### TRECHO FORNECIDO
Para se ter uma ideia, Getúlio e uma grande comitiva desembarcaram do trem em Aracaju, no 30 de agosto de 1933, para inaugurar a grande obra do governo Maynard Gomes, numa concorrida solenidade. Naquele mesmo dia, o ditador inaugurou a desobstrução e o alargamento do Canal de Santa Maria, que ligava Aracaju a São Cristóvão, através dos rios Poxim e Vaza Barris, autorizou a construção de rodovias no interior, além do açude do Coité, no município de Frei Paulo. Foi uma festa de arromba!
Com pouco mais de 200 metros de extensão, a ponte de Pedra Branca foi considerada, à época, como a obra da década, pois os principais meios de locomoção em Sergipe eram o trem e as embarcações. O historiador Amâncio Cardoso ressalta no blog Fontes da História de Sergipe que a iniciativa viabilizou o transporte terrestre entre os municípios sergipanos, além de ter permitido a ligação dos estados nordestinos com os dos Sul e Sudeste do Brasil.
Antes dela, as pessoas dependiam basicamente do trem para viajar, por exemplo, entre Aracaju e Propriá. Professor Amâncio Cardoso recorre ao jornalista e escritor Carvalho Déda para destacar a relevância desse meio de transporte. Ao escrever sobre o modal, o intelectual simão-diense resgata o seguinte provérbio popular sobre as rodovias: “O trem apita é na curva”. Outro adágio imortalizado por Carvalho Déda ressalta que o relógio da estação era referência de pontualidade no saber popular: “Certo como o relógio de estrada de ferro”. É, quem atrasava era o trem!
Ainda sobre a dependência das rodovias pelos sergipanos, Amâncio cita o romance “Tereza Batista Cansada de Guerra”, do fabuloso escritor Jorge Amado. Um capítulo inteiro desta obra se passa na cidade sergipana de Boquim. “Ali, a personagem que dá título ao livro chega e parte de trem, vivendo dias trágicos, pois o município enfrentava uma grave epidemia de varíola. Num dos trechos da obra, o imortal baiano escreve que a doença “desceu em Boquim. (…), inoculou-se no foguista e no maquinista, mas o fez devagar, dando-lhes tempo para morrer na Bahia”. Misericórdia!
######
→ COMO FAZER
Liste todas as pessoas reais que o trecho sobre a ponte de Pedra Branca menciona pelo nome, sem incluir personagens de livros.
### REGISTROS FORNECIDOS
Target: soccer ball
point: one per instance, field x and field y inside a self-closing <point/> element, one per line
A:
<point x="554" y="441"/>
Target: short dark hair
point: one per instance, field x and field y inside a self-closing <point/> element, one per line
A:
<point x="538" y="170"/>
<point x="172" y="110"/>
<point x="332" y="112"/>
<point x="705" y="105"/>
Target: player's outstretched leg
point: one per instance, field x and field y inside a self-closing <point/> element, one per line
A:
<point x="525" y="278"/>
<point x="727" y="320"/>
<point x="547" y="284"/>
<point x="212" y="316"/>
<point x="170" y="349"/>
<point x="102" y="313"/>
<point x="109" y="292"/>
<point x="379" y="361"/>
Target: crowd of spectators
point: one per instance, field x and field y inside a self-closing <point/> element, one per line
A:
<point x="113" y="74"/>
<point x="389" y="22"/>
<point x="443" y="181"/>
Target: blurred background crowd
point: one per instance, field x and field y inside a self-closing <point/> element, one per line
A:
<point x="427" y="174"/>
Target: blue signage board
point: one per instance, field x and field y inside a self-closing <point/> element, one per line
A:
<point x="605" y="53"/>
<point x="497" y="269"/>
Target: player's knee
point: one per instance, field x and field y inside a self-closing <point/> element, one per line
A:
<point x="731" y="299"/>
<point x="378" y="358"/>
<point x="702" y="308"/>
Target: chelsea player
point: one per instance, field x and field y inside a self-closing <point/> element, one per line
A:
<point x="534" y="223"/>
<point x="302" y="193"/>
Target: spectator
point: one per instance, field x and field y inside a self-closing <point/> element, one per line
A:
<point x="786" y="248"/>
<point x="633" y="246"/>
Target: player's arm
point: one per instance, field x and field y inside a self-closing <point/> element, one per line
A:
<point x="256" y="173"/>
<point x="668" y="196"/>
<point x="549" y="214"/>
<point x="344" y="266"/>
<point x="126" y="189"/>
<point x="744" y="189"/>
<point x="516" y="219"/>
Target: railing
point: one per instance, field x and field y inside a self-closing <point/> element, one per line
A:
######
→ RESULTADO
Getúlio
Maynard Gomes
Amâncio Cardoso
Carvalho Déda
Jorge Amado